Copy out all of the material below, swapping every "photograph" for "image" and leaving everything else unchanged. Leave the pictures out.

## Entries provided
------------------------------------------------------------
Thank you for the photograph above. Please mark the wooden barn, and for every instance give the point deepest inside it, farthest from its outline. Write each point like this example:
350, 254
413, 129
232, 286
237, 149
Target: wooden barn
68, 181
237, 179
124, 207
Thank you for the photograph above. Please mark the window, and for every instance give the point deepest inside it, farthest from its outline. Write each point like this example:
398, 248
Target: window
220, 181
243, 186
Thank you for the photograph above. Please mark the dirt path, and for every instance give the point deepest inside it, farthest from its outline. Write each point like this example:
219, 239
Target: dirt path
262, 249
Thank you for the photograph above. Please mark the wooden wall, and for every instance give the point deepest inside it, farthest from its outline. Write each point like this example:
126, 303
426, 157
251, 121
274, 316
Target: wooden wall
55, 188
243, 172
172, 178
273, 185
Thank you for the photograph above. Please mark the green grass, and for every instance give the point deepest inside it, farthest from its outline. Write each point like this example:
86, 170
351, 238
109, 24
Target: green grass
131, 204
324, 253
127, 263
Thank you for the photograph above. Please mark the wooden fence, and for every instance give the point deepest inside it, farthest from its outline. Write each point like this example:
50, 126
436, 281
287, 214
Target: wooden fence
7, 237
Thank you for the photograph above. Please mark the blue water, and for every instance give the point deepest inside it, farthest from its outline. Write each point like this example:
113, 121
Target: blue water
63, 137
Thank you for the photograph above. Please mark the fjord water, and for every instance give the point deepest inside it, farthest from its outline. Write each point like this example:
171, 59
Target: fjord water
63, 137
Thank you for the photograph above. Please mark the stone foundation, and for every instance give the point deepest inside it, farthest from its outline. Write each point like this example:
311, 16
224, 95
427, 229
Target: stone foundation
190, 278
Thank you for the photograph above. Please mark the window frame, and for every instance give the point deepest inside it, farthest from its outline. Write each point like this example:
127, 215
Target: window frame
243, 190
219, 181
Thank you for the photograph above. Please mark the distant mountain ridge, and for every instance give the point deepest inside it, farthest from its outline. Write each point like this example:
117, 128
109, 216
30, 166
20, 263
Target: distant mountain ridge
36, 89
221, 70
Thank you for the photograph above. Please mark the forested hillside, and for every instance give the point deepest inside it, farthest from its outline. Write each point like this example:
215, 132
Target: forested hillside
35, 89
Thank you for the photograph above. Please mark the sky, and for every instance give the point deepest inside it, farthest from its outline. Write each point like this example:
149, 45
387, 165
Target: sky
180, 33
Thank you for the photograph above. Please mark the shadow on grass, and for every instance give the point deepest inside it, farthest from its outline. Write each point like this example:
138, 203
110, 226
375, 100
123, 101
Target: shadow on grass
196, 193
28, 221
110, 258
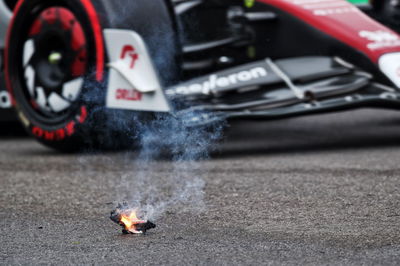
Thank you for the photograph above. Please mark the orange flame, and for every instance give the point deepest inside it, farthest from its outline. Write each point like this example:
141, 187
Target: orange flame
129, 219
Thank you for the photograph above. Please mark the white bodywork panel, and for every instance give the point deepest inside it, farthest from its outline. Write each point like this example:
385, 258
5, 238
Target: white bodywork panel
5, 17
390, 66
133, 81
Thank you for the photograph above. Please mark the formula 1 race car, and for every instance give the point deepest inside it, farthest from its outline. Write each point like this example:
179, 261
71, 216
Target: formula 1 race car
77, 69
------------------------------------------------------------
## Exercise result
Thank you for the image above. Please mark the wooden barn, and for every instance give the point deepest inside it, farthest from its outline. Write each point like this example:
350, 254
413, 129
232, 286
237, 149
Target: wooden barn
68, 181
237, 179
124, 207
Thank you for the image above. Please mark the window, and for every instance give the point deepest inside it, farthest from its outline. Write each point like this example:
398, 248
Target: window
220, 181
243, 186
Thank you for the image above. Please mark the dirt path, and for every instance give the point deepest inside it, farthest from its outline. Write each point like this example:
219, 239
Target: dirt path
262, 249
Thank you for the image above. Please mark the wooden wall, and for every instance give the point deepest inside it, farthest from its outline. Write each point like this example:
126, 303
426, 157
251, 121
274, 316
Target: wooden wall
55, 188
243, 172
172, 178
273, 185
Thank you for the image above. Please mark the green grass, and for every instance give the point deepest inside it, farthest from its outline. Write each point like this example:
86, 170
351, 238
109, 24
Target: green grass
131, 204
324, 253
127, 263
Thank you for the image above. Please mark the wooden fence, and for every instance give the point deepest inside it, farthest from its outline. Write each point like this example:
50, 126
436, 281
287, 214
Target: wooden fence
7, 237
Thank you for the image above. Please mark the blue water, and for every instance give the point deepest inside it, farthest from its outline. Write each point like this example:
113, 121
Target: blue water
63, 137
Thank you for the image above. Please mark the fjord water, and for every instance give the point deepest inside it, farthest from its outline. Write each point like this example:
171, 59
Target: fjord water
63, 137
Thank you for the image above. Please mark the stone foundation, and for every instance give the point deepest inside it, farthest from its outline. Write each point like this example:
311, 16
224, 95
427, 229
Target: stone foundation
190, 278
Thank you for the image above. Please mark the window frame, and for every instance give the point deepest inside it, farthest from its outline. Write each point like this example:
127, 215
Target: window frame
243, 190
219, 181
Thank you for the image above. Please mark the distant mountain ridge, and for every instance give the point deepest inside it, farthest from its outline. Write each point like this example:
117, 128
109, 216
30, 166
20, 263
Target: distant mountain ridge
36, 89
221, 70
Thank you for the image above. Please mark the forested hillside, and for every instance give the point deepest inside it, farthest from its outline. Write each point like this example:
215, 132
Target: forested hillside
35, 89
Thank you for the image above. Please mark the sky, and for every instance give the point deepest inside it, farthest from its outline. Write each point like this example:
149, 45
387, 165
Target: sky
180, 33
Thank you for the image above. Please mark the shadow on grass, and for every instance give the point deepest inside it, farthest from its outline. Write each point like this example:
138, 203
110, 226
375, 100
123, 101
Target: shadow on grass
196, 193
28, 221
110, 258
Thank you for the image above. Please mark the orange flame, and for every instance give the point deepest inside it, farthest from its outline. Write each point like this example:
141, 187
Target: orange flame
129, 219
Thank you for the image above. Please mark the white bodywork panel, and for every instance give the point deepest inside it, farthest from its outline. Write each point like this example:
385, 258
5, 238
Target: white bodywork panel
5, 17
390, 66
133, 81
Thank you for the image above. Please mark the formula 1 race car, and for every instance give the point deepest inside it, farthest from its outline. Write each point like this example:
179, 261
71, 216
Target: formula 1 race car
77, 69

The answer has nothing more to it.